■ **What is needed**
Rewrite every line of the records below as a numbered list, leaving out the blank lines.

Items listed in a dataset:
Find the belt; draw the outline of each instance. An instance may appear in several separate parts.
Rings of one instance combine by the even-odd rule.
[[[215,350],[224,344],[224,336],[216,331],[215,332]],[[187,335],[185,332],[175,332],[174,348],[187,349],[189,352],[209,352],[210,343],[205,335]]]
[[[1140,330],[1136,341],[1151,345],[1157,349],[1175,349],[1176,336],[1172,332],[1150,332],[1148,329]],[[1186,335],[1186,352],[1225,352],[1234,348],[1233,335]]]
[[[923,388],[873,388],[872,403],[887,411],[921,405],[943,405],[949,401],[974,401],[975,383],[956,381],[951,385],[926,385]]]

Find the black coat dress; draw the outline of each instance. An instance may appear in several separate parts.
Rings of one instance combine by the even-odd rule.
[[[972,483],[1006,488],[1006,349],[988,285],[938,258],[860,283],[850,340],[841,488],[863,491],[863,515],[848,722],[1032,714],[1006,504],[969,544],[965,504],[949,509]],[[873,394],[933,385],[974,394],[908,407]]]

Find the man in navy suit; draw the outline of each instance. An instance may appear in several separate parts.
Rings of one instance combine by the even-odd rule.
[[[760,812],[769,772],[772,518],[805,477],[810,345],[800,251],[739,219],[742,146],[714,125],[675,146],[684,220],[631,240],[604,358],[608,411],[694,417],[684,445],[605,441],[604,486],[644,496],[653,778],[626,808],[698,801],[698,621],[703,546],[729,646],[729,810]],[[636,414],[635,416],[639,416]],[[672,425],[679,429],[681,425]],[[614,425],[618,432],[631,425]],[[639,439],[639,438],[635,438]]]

■ **Answer**
1. Find the belt; draw the outline of each instance. An instance may appear in several separate parts.
2. Rings of one instance combine by the even-odd rule.
3. [[[215,350],[224,344],[224,336],[216,331],[215,332]],[[187,335],[185,332],[175,332],[174,348],[187,349],[189,352],[209,352],[210,343],[205,335]]]
4. [[[1140,330],[1136,341],[1151,345],[1157,349],[1175,349],[1176,336],[1172,332],[1150,332],[1148,329]],[[1186,335],[1186,352],[1225,352],[1234,348],[1233,335]]]
5. [[[923,388],[873,388],[872,403],[887,411],[921,405],[943,405],[949,401],[974,401],[975,383],[956,381],[951,385],[926,385]]]
6. Find the black coat dress; draw the outline of each instance. An instance may appear in several separate parts.
7. Rings of one instance combine by the even-odd rule.
8. [[[972,483],[1006,488],[1006,349],[988,285],[938,258],[860,283],[850,340],[841,488],[863,491],[863,515],[848,722],[1032,714],[1006,504],[969,544],[965,504],[949,509]],[[873,394],[933,385],[974,394],[908,407]]]
9. Find the man in navy suit; draw the outline of each instance. An instance may appear in several separate parts.
10. Rings of one instance combine by the even-odd rule.
11. [[[760,812],[769,772],[772,518],[805,477],[810,345],[800,251],[739,219],[742,146],[714,125],[675,146],[684,220],[631,240],[604,358],[608,411],[694,417],[684,445],[605,441],[604,486],[644,496],[653,778],[626,808],[698,801],[698,621],[703,546],[729,646],[729,810]],[[636,414],[635,416],[639,416]],[[672,425],[679,429],[681,425]],[[614,425],[618,432],[631,425]],[[639,439],[639,438],[635,438]]]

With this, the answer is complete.